## Problems and tasks
• a. According to the BMI article, in what year did Quetelet devise the Body Mass Index?
• b. Rewrite the part of the BMI article that begins at the words "Assessing a person’s" and stops after "applied to both.", putting "triglycerides" in place of "cholesterol".

## Exercise passage
┌──
As a health predictor, how does BMI measure up?

Updated: Nov 14, 2021


Not very well, according to Lambert Adolphe Jacques Quetelet, the Belgian mathematician who devised the Body Mass Index in 1832.


Quetelet himself declared that he developed it to give a snapshot of a whole population’s overall health, to help governments determine where to allocate health resources – not to measure an individual person’s health, as is all-too-common medical practice today.


Assessing a person’s overall state of health based on BMI can ignore many important health factors which vary from one person to the next: age, sex, genetics, fat mass, fat distribution, muscle mass, and bone density, to name a few. It also ignores other, important, health measurements, such as cholesterol, blood sugar, heart rate, blood pressure, inflammation levels, lifestyle, and medical history.

For example:

  • Men have more muscle mass and less fat mass than women, but the exact same BMI calculation gets applied to both.

  • As a person ages, body fat mass increases and muscle mass declines. BMI makes no allowance for this.

  • According to a review of 72 studies, people with fat around their stomachs have a greater risk of chronic disease and significantly higher all-cause mortality risk than people whose fat accumulates around their hips and buttocks, but BMI measures only how much fat vs. height, not where it is.

  • Americans of Asian descent with lower BMIs (supposedly good) have higher health risks than Americans of European descent with higher BMIs (supposedly bad).

  • African Americans are often (mis)classified as overweight/obese because they have less fat mass and more muscle mass, which is denser. They’re healthier with higher BMIs compared with other races.
└──
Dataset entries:
┌──
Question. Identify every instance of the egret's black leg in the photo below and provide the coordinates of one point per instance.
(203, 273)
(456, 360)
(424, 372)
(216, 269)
└──
## Your written answers
• a. 1832

• b.
Assessing a person’s overall state of health based on BMI can ignore many important health factors which vary from one person to the next: age, sex, genetics, fat mass, fat distribution, muscle mass, and bone density, to name a few. It also ignores other, important, health measurements, such as triglycerides, blood sugar, heart rate, blood pressure, inflammation levels, lifestyle, and medical history.

For example:

  • Men have more muscle mass and less fat mass than women, but the exact same BMI calculation gets applied to both.